= Study material =
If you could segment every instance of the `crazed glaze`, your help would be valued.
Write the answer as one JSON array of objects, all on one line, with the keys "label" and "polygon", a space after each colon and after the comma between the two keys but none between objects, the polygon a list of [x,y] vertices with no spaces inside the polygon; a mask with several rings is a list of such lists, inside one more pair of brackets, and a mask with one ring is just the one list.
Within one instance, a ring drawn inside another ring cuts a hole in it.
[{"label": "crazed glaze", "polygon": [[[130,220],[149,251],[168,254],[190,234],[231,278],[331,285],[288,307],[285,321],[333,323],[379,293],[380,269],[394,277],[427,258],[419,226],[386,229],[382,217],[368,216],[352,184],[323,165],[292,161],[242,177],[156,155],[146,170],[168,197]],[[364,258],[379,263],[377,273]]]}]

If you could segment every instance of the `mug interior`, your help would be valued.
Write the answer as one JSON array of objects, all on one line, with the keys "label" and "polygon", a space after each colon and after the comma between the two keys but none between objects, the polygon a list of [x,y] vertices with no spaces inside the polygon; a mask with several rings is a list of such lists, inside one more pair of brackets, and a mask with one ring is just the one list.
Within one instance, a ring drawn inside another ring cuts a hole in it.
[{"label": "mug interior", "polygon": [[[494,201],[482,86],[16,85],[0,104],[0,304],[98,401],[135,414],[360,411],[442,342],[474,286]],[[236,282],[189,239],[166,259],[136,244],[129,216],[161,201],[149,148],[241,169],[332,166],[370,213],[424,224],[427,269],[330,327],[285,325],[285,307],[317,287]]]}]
...
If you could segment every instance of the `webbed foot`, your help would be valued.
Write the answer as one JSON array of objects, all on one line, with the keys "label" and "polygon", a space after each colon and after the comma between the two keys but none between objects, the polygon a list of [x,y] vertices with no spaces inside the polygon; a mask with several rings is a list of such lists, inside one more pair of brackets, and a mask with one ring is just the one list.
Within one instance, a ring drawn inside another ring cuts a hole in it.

= Task goal =
Going through the entries above, count the lines that have the word "your" and state that count alone.

= Finished task =
3